- **Exercise instructions**
Reproduce the stretch of data from its start through the line containing "pixel 754 62", with both ends included.

- **Data entries**
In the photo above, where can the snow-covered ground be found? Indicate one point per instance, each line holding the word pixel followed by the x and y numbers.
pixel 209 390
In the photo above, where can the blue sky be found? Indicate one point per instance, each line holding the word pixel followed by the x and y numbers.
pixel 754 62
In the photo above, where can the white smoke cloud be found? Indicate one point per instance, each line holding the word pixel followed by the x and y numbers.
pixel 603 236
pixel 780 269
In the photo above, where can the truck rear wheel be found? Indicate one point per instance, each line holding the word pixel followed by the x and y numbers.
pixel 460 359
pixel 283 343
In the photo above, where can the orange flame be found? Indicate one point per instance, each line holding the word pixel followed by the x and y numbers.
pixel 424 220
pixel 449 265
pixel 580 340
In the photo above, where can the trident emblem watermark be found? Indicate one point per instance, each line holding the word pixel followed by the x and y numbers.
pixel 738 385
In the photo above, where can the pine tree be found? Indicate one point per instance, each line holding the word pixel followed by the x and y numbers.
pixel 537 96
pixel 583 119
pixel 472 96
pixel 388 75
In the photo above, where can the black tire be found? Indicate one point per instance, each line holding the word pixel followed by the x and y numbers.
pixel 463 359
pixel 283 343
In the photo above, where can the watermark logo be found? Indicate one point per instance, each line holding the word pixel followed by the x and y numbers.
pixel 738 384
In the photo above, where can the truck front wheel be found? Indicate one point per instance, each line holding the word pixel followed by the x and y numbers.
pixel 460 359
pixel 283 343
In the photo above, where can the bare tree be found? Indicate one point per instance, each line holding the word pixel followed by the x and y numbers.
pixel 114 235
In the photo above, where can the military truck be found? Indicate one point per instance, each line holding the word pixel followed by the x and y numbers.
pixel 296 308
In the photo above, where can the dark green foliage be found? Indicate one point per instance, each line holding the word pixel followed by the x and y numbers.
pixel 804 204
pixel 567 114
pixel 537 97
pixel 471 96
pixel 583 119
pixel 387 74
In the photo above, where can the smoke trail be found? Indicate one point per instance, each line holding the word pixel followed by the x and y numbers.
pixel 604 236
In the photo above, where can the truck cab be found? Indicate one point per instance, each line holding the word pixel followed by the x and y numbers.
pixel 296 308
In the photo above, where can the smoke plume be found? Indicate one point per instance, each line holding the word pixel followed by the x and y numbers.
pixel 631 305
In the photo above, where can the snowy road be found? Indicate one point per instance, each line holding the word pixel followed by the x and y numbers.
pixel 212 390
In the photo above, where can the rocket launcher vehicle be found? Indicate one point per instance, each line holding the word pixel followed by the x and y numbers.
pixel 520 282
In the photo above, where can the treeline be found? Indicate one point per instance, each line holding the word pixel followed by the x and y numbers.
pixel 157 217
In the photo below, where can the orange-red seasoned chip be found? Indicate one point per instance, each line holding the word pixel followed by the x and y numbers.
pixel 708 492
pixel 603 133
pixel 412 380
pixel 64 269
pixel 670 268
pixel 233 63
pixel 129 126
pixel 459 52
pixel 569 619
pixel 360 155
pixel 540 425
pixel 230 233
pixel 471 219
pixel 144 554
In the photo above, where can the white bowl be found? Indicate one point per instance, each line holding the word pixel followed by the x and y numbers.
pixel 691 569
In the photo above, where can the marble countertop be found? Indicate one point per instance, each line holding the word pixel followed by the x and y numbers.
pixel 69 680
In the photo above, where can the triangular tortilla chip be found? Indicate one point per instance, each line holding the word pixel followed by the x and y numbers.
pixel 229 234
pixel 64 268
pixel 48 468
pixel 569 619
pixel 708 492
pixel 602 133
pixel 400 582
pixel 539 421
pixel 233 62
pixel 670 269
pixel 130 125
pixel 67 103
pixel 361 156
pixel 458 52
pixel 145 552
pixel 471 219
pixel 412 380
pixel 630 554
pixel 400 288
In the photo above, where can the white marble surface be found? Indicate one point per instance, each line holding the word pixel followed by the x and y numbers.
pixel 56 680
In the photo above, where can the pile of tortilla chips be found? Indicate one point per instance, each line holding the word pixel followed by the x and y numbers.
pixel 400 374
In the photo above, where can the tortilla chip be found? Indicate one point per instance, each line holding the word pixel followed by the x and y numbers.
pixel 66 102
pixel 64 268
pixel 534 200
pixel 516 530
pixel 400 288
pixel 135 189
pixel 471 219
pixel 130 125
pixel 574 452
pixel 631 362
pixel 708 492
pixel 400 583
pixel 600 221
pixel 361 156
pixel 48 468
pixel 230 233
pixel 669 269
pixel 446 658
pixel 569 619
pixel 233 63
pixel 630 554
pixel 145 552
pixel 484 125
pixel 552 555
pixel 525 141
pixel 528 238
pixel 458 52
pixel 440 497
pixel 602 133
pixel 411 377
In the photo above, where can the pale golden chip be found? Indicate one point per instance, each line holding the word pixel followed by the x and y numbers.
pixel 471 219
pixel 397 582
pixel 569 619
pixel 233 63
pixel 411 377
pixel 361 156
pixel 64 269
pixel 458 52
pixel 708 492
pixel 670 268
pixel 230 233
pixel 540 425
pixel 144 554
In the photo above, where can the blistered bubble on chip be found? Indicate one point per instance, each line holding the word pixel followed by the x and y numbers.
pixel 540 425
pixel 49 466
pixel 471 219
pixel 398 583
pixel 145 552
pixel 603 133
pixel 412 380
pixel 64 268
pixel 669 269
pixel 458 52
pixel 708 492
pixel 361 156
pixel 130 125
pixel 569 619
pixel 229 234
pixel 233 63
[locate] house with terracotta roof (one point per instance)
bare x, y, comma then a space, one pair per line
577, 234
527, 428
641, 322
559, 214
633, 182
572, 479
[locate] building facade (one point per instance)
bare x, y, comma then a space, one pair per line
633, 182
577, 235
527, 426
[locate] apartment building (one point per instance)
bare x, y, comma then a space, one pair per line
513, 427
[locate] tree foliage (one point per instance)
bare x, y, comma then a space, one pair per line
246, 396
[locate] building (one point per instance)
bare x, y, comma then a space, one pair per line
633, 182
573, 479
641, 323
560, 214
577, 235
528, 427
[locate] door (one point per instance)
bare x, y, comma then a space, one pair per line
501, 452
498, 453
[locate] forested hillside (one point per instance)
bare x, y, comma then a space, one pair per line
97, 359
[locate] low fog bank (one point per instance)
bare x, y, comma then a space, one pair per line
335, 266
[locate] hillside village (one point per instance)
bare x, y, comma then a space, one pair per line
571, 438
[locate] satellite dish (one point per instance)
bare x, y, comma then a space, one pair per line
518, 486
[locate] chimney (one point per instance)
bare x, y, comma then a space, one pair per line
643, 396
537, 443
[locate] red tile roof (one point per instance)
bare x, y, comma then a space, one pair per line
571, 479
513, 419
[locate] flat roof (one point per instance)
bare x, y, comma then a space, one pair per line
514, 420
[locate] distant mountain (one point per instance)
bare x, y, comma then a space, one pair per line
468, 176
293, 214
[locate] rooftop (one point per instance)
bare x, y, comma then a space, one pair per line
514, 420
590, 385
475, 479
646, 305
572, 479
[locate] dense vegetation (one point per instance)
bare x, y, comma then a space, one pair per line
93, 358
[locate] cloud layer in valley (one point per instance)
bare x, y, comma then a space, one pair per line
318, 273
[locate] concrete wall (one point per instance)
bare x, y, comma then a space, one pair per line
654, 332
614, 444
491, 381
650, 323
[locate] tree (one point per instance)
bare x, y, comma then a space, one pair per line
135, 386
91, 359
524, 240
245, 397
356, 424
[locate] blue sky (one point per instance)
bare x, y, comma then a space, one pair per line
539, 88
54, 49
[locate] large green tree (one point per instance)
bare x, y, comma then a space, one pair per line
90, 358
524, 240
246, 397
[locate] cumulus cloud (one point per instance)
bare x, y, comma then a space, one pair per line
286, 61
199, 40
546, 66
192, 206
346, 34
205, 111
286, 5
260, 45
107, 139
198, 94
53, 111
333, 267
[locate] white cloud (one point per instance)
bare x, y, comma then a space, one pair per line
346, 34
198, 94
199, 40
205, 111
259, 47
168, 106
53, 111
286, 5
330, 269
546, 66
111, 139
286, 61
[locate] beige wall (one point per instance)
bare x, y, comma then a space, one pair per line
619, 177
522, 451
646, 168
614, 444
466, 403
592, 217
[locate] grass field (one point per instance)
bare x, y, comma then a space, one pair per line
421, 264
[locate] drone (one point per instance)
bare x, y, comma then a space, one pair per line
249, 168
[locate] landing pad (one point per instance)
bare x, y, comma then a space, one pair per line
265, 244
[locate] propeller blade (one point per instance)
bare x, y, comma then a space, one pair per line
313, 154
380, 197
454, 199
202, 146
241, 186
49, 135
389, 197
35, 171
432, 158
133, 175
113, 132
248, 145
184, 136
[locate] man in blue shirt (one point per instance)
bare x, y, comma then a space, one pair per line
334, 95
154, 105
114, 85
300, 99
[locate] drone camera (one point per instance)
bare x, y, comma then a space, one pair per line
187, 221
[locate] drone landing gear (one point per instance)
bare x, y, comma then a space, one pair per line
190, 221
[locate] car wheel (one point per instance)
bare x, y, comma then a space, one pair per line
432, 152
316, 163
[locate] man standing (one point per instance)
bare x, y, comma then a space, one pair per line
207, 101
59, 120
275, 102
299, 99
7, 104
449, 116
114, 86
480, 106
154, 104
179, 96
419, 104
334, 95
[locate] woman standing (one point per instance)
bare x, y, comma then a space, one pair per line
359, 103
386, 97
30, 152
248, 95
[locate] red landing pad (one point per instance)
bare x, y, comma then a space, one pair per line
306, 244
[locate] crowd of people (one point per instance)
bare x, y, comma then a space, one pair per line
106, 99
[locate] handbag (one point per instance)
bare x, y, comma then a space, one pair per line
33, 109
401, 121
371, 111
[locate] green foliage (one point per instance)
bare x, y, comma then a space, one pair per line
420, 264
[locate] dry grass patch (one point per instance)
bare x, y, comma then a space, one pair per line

- **Response**
In the photo above, where can the snow-covered ground be found? Indicate one point per instance, each line holding the word pixel followed by the x and y numbers.
pixel 209 390
In the photo above, where can the blue sky be found? Indicate one point per instance, each line holding the word pixel followed by the x and y numbers.
pixel 754 62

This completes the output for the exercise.